Would you output the listing exactly, with every image omitted?
BEGIN DATA EXTRACT
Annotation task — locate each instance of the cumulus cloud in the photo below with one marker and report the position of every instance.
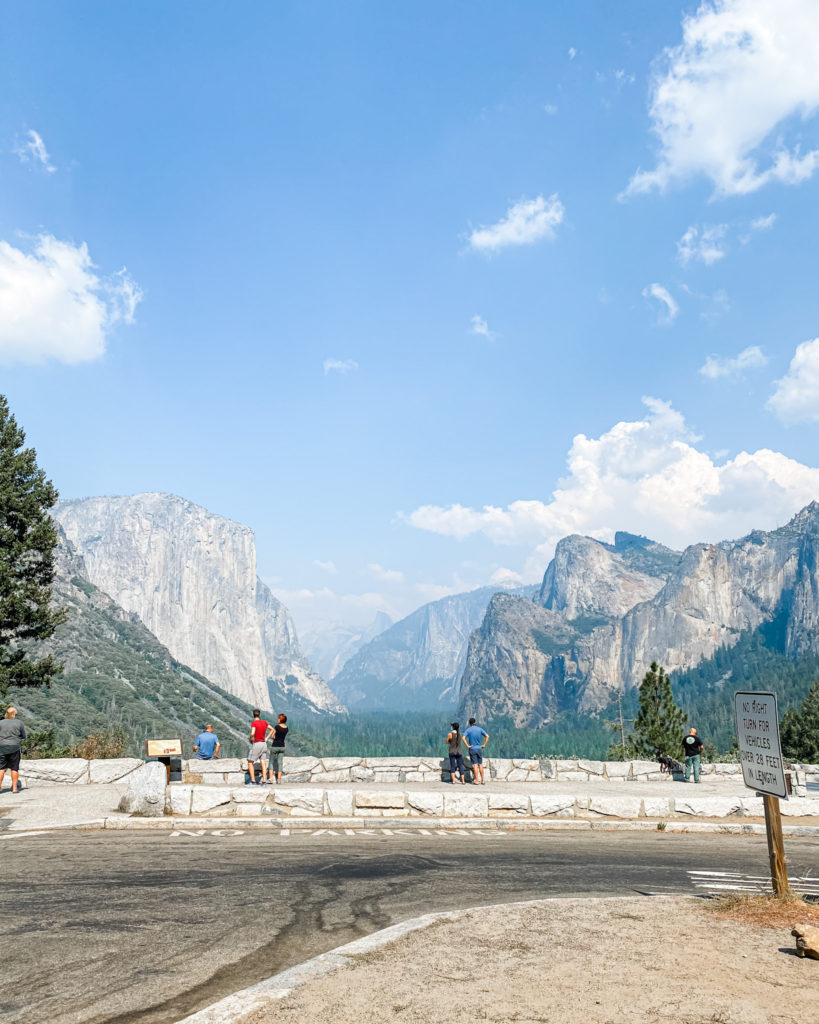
(339, 366)
(723, 366)
(706, 245)
(31, 150)
(479, 326)
(669, 307)
(325, 566)
(382, 574)
(506, 578)
(647, 476)
(730, 101)
(795, 398)
(763, 223)
(525, 222)
(54, 306)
END DATA EXTRACT
:: REPLY TO THE TASK ::
Annotation task — locate each instance of the cumulus cloud in the photo below with one marker and report the position of every instance.
(339, 366)
(723, 366)
(706, 245)
(31, 150)
(479, 326)
(669, 307)
(325, 566)
(382, 574)
(506, 578)
(647, 476)
(730, 101)
(795, 398)
(763, 223)
(525, 222)
(54, 306)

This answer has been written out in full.